RECORDED DATA =
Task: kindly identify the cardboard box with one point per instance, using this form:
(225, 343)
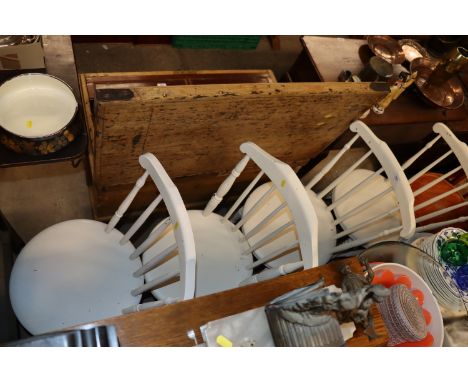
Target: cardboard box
(25, 56)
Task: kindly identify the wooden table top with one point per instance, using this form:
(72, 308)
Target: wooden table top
(168, 325)
(331, 55)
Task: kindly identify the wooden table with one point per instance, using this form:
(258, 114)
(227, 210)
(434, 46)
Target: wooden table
(406, 124)
(59, 62)
(168, 325)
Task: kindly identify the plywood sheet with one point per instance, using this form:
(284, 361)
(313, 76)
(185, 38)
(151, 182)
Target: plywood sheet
(197, 129)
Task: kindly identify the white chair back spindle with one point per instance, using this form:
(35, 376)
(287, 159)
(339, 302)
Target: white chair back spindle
(460, 151)
(178, 220)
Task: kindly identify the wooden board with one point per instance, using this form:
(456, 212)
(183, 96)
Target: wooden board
(168, 325)
(331, 55)
(198, 129)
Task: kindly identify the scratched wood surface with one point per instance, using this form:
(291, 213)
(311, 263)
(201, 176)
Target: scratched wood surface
(197, 129)
(168, 325)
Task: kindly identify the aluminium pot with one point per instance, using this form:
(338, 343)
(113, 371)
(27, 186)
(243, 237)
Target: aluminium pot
(36, 114)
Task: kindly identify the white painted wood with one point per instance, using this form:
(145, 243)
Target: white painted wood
(365, 223)
(141, 219)
(332, 163)
(161, 256)
(244, 194)
(246, 216)
(370, 239)
(395, 175)
(220, 263)
(148, 305)
(257, 227)
(79, 271)
(365, 204)
(441, 212)
(355, 189)
(337, 181)
(268, 274)
(273, 214)
(72, 273)
(439, 197)
(158, 281)
(459, 148)
(446, 223)
(439, 179)
(430, 166)
(225, 186)
(182, 228)
(126, 202)
(413, 159)
(274, 255)
(151, 239)
(270, 237)
(296, 197)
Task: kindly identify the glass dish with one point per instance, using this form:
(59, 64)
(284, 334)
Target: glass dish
(452, 301)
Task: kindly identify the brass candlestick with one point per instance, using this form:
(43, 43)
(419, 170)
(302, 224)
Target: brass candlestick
(450, 65)
(403, 82)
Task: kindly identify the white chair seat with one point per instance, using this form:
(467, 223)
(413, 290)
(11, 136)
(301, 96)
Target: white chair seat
(326, 228)
(386, 203)
(72, 273)
(220, 263)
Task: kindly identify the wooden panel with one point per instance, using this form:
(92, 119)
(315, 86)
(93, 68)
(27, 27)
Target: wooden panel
(168, 325)
(330, 55)
(181, 77)
(198, 129)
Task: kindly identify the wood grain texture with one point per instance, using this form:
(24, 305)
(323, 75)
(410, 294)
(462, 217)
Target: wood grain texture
(198, 129)
(330, 55)
(168, 325)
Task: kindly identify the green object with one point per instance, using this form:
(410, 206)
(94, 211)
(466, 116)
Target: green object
(454, 252)
(464, 238)
(215, 42)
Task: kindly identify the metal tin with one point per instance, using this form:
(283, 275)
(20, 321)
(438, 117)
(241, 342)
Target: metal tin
(42, 144)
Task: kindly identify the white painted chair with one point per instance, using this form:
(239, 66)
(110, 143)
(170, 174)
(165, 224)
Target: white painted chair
(460, 151)
(224, 256)
(366, 206)
(80, 271)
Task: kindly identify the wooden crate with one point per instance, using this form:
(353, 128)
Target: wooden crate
(195, 130)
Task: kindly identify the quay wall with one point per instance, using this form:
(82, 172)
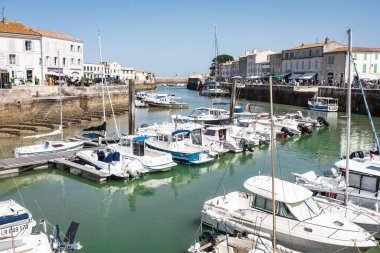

WHAT IS NEEDED = Could every line above be set down exactly, with the pictures omitted?

SOLUTION FOR THIS EXERCISE =
Task: kindly identify the cardboard box with one point per instance, using this form:
(225, 343)
Target: cardboard box
(25, 56)
Task: kindly identify the wooden table top with one point per instance, using this form:
(72, 308)
Target: wooden table top
(168, 325)
(331, 55)
Task: kindly identify the wooden table with one point per instance, using this form:
(258, 114)
(227, 210)
(434, 46)
Target: wooden table
(406, 124)
(59, 62)
(168, 325)
Task: kindly identify the plywood sheet with one point per instance, using this form:
(284, 361)
(313, 76)
(185, 38)
(151, 182)
Target: plywood sheet
(197, 129)
Task: kindly identify the white chair back spindle with one point per instance, using this form:
(35, 376)
(287, 159)
(339, 302)
Target: white chair back spindle
(460, 151)
(178, 220)
Task: kindly identify the wooden board with one point per instance, using this form:
(456, 212)
(183, 96)
Target: wooden board
(168, 325)
(331, 55)
(198, 129)
Task: kindly identify the scratched wood surface with one point per instance, using this form:
(291, 213)
(311, 263)
(201, 176)
Target: scratched wood surface
(197, 129)
(168, 325)
Task: kindly identify the aluminium pot with one point per instance, using this form:
(338, 343)
(113, 371)
(27, 186)
(243, 237)
Target: aluminium pot
(36, 114)
Task: kindly identify the white painted wood with one point per instance, using this form:
(145, 243)
Target: white painted wood
(365, 223)
(141, 219)
(332, 163)
(161, 256)
(244, 194)
(246, 216)
(370, 239)
(395, 175)
(220, 263)
(148, 305)
(257, 227)
(79, 271)
(365, 204)
(441, 212)
(355, 189)
(337, 181)
(268, 274)
(273, 214)
(72, 273)
(439, 197)
(158, 281)
(459, 148)
(446, 223)
(439, 179)
(430, 166)
(225, 186)
(182, 228)
(126, 202)
(413, 159)
(274, 255)
(151, 239)
(270, 237)
(296, 197)
Task: kindly identify the glass dish with one point per instance, using this form:
(59, 64)
(284, 334)
Target: glass dish
(452, 301)
Task: kindly identify the brass candlestick with one point per instance, using this form:
(43, 43)
(419, 170)
(302, 224)
Target: brass candlestick
(450, 65)
(403, 82)
Task: kindly identify the white chair seat with one point per instance, using this form:
(467, 223)
(413, 290)
(11, 136)
(301, 96)
Target: white chair seat
(326, 228)
(386, 203)
(72, 273)
(220, 263)
Task: kindly identify the wooden panel with one point per instance, using this form:
(92, 119)
(315, 86)
(93, 68)
(27, 27)
Target: wooden panel
(168, 325)
(330, 55)
(181, 77)
(198, 129)
Task: kindly identify the wood grain texture with one point per instance, using this form:
(24, 305)
(323, 75)
(410, 294)
(462, 217)
Target: wood grain texture
(198, 129)
(330, 55)
(168, 325)
Task: kindly identify the green object with one point per instance, using this form:
(410, 206)
(94, 211)
(466, 116)
Target: green object
(454, 252)
(464, 238)
(215, 42)
Task: kindly identify the metal tin with one point per instance, using this form:
(283, 275)
(20, 321)
(438, 117)
(241, 342)
Target: metal tin
(42, 144)
Task: kindly identify the white painted chair with one point per instance, using this form:
(239, 66)
(110, 143)
(170, 174)
(165, 224)
Target: white painted chair
(460, 151)
(224, 256)
(366, 206)
(80, 271)
Task: kindly identify the wooden crate with one point per instance, using this form:
(353, 128)
Target: wooden crate
(195, 130)
Task: kindly identify the quay wall with one point per instance, using this form:
(82, 172)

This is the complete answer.